- Born: 28 November 1980 (age 45) Dubbo, New South Wales
- Education: Coonamble High School St Ignatius' College, Riverview Charles Sturt University
- Occupations: Journalist, TV and radio presenter
- Years active: 2003–2025, 2025–present
- Employer: Seven Network
- Spouse: Bonnie Campbell (m. 2017)^{[citation needed]}
- Children: 3

= Alex Cullen (journalist) =

Australian journalist

Alex Cullen (born 28 November 1980) is an Australian journalist and television presenter.

Cullen was previously sport presenter of the Nine Network's breakfast program Today.

==Early life==
Cullen was born in Dubbo, New South Wales, and grew up on a farm in Coonamble. He attended Coonamble High School, and then Saint Ignatius' College, Riverview, before going on to complete a journalism degree at Charles Sturt University.

==Career==
In early 2003, Cullen began working as a reporter for Prime News in Wagga Wagga. He then moved to Western Australia becoming a reporter for Golden West News in Kalgoorlie and then Bunbury, where he also became GWN7's sports presenter. He then began working for Seven News in Perth in 2006 as a general reporter, before moving to be on Sunrise in 2007. Six months later, Cullen returned to the screen as a general reporter for Seven News.

◆ ACTIVITIES
A – For each statement, answer yes or no according to the Alex Cullen biography, and quote the words that decide it: (i) Cullen completed a journalism degree at Charles Sturt University; (ii) Cullen's first reporting job was with Prime News in Perth; (iii) Cullen grew up on a farm in Dubbo.
B – According to the Alex Cullen biography, in what year did Cullen move to Sunrise?
The lines that follow have no connection to the Alex Cullen biography.

◆ SUPPLIED INFORMATION

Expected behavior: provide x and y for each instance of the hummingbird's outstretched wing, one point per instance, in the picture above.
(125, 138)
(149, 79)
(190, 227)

◆ YOUR WRITTEN ANSWERS
A –
(i) Yes: "before going on to complete a journalism degree at Charles Sturt University"
(ii) No: "In early 2003, Cullen began working as a reporter for Prime News in Wagga Wagga."
(iii) No: "grew up on a farm in Coonamble"

B – 2007